[TEXT BLOCK Boundary: Start]

Hospital, Payer Price Transparency Compliance Improves, But New Requirements Are Kicking In This Year

A “pivotal year for price transparency” closed out with most—but not all—of the healthcare industry publishing their data publicly and at a higher quality, price transparency data startup Turquoise Health wrote in a state-of-the-industry report released Thursday.

Across a total of 6,357 hospitals, 5,763 (90.7%) posted a machine-readable file (MRF) with at least some necessary service rates in 2023. This was an increase of 562 hospitals over the end of 2022, with Turquoise noting that most of the additions “were individual hospitals, often with unique MRF formats.”

Turquoise gave 2,634 of the hospitals posting MRFs a five-star rating for publishing “a complete MRF that contains cash, list and negotiated rates for a significant quantity of items and services,” the group wrote. That list of top scorers grew 24% from the end of 2022, and now represent more than half of the total hospital field.

Specifically, Turquoise found that 83.1% of all hospitals have posted negotiated rates, 77.3% cash rates, 80.4% surgery rates, 80.8% imaging rates, 81.3% “BUCAH” rates (those from major insurers BCBS, United Healthcare, Cigna, Aetna and Humana) and 65.1% diagnostic-related group rates.

The number of payers publishing their data has grown from an initial 67 back in July 2022 to 170 in January 2023, and now to 205 as of November 2023, according to the report. Turquoise also noted that “the quality and breadth of their files have also improved” over the past several months — welcome news for researchers and other stakeholders who previously critiqued payers’ unwieldy data releases.

Hospitals and payers’ progress on price transparency comes as new enforcement goes into effect and policymakers weigh tighter requirements for the industry, Turquoise wrote in the report.

2023 already brought its fair share of activity from the Centers for Medicare and Medicaid Services (CMS). The agency said it has issued over 1,000 cumulative warning notices to providers; publicly lists 14 civil monetary penalties issued to noncompliant hospitals; and, in November, finalized additional required schema for hospital MRFs as well as additional required fields and accountability parameters under the 2024 Outpatient Prospective Payment System (OPPS) Final Rule.

The first portion of those new regulations went into effect with the new year, Turquoise warned. Those include a requirement that hospitals add a homepage footer link directing users to their price transparency information as well as the addition of a text file to the site’s root folder that directs to a download link for the hospital’s current MRF (CMS has released an online tool to help hospitals generate such a text file).

Further, as of Jan. 1, CMS may now begin publishing any of the compliance actions or assessments it issues to hospitals on its website, similar to the civil monetary penalties.

Later price transparency updates on the calendar include a July 1 enforcement date for MRF standardization plus the addition of new fields, and a Jan. 1, 2025 enforcement date covering average expected allow amount rates and more Part B drug reporting, per the report.

Meanwhile, momentum has been building in Congress to codify price transparency reporting for hospitals, payers, pharmacy benefit managers and others. The standout here is the Lower Costs, More Transparency Act, which passed through the House of Representatives in December and is being considered in the Senate.

“Congress asserting itself to declare price transparency the law of the land is critical,” House Energy & Commerce health subcommittee chair Cathy McMorris Rodgers, R-Ore., said during a floor statement shortly after the bill’s passage. “It is our intent that the requirements for transparency and coverage should be as comprehensive as possible without limitations.”

[TEXT BLOCK Boundary: End]

**TO DO**
a) Decide whether each statement agrees with the price transparency article, answering yes or no and quoting the article's deciding words. (i) Turquoise gave a five-star rating to 2,634 hospitals that posted MRFs. (ii) By November 2023, 250 payers were publishing their data. (iii) The Lower Costs, More Transparency Act has passed the Senate.
b) Reproduce the price transparency article between "The first portion" and "a text file).", inclusive.

[PROVIDED MATERIAL Boundary: Start]

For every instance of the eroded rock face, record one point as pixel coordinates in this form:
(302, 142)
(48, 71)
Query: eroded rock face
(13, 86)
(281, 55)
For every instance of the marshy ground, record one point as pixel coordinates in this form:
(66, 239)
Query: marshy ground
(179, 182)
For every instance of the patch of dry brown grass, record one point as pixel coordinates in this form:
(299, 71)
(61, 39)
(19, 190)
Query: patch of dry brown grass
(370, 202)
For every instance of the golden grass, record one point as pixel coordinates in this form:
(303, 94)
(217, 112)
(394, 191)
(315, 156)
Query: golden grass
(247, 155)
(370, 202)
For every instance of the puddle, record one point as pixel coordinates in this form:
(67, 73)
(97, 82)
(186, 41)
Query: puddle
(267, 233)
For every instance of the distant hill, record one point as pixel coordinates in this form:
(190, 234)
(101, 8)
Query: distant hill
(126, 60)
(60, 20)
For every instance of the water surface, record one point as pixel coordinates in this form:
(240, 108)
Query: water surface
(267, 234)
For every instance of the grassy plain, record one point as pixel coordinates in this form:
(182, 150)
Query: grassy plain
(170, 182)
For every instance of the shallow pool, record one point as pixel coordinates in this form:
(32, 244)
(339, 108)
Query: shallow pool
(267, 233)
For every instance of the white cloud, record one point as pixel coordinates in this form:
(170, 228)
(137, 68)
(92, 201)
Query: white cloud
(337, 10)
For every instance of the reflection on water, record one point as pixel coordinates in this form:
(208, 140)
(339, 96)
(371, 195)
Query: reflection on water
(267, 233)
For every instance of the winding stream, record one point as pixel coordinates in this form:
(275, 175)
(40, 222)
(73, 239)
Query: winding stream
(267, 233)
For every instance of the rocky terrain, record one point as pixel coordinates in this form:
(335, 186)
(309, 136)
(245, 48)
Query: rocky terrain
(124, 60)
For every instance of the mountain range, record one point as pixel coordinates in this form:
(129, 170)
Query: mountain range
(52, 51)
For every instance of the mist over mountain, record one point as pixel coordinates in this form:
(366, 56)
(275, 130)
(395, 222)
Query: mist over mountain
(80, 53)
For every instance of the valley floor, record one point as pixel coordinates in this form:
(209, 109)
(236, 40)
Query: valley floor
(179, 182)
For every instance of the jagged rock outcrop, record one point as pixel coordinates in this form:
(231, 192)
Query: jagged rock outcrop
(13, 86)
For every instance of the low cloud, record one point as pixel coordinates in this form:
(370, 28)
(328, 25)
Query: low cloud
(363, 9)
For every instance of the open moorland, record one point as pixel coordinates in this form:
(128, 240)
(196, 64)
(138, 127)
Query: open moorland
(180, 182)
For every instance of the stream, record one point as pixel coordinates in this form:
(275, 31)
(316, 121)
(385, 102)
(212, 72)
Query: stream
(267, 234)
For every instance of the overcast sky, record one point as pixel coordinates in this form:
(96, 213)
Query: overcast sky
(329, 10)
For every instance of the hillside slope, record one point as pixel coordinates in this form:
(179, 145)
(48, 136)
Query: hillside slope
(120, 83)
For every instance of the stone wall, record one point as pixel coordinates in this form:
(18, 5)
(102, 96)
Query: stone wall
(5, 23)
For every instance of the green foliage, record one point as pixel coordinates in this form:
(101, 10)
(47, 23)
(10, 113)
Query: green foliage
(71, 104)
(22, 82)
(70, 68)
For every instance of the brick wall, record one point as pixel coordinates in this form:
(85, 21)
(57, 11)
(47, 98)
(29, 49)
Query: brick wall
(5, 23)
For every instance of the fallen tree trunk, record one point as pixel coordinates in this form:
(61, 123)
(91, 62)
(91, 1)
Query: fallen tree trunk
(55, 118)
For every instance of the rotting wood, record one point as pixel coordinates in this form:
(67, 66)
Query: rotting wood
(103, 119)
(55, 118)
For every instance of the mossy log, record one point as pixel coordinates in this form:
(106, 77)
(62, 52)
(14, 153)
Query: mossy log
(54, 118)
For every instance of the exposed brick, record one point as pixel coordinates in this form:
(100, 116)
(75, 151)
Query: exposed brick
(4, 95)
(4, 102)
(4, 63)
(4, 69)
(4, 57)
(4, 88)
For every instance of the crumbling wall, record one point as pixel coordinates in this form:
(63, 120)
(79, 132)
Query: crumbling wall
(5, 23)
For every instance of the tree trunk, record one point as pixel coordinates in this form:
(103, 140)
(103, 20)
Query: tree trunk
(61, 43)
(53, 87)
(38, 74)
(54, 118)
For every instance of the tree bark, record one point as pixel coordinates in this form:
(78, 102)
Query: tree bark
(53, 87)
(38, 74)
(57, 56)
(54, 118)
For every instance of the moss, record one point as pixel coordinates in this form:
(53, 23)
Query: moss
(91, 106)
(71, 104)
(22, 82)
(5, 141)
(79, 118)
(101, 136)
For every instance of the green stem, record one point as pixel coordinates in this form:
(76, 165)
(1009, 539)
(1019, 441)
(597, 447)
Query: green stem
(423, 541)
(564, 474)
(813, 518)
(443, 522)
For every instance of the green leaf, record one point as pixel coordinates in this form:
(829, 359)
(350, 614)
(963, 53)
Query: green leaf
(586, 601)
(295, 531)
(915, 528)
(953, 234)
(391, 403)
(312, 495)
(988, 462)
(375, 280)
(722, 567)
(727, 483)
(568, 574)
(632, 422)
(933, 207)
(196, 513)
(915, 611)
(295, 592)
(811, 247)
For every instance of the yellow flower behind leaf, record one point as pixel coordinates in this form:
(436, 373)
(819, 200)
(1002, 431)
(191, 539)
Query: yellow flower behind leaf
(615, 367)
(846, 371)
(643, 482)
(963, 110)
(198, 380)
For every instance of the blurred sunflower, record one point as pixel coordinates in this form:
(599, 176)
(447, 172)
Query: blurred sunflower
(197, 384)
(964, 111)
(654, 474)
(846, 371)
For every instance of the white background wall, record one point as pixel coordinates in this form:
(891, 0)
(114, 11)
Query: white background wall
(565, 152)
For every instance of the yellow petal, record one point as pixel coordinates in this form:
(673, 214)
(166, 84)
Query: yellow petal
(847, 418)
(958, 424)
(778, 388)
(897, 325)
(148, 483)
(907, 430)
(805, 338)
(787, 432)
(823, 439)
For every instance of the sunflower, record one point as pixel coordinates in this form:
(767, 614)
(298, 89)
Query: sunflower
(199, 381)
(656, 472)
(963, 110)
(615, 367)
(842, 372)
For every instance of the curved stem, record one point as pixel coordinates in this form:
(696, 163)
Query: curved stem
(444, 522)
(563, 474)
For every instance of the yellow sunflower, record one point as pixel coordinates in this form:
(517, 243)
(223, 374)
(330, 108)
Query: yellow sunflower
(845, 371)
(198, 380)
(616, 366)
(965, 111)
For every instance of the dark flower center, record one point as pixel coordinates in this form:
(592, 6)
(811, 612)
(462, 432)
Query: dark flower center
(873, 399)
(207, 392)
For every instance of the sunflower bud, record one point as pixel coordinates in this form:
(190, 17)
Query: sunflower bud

[PROVIDED MATERIAL Boundary: End]

**SOLUTIONS PER TASK**
a)
(i) Yes: "Turquoise gave 2,634 of the hospitals posting MRFs a five-star rating"
(ii) No: "now to 205 as of November 2023"
(iii) No: "passed through the House of Representatives in December and is being considered in the Senate"

b)
The first portion of those new regulations went into effect with the new year, Turquoise warned. Those include a requirement that hospitals add a homepage footer link directing users to their price transparency information as well as the addition of a text file to the site’s root folder that directs to a download link for the hospital’s current MRF (CMS has released an online tool to help hospitals generate such a text file).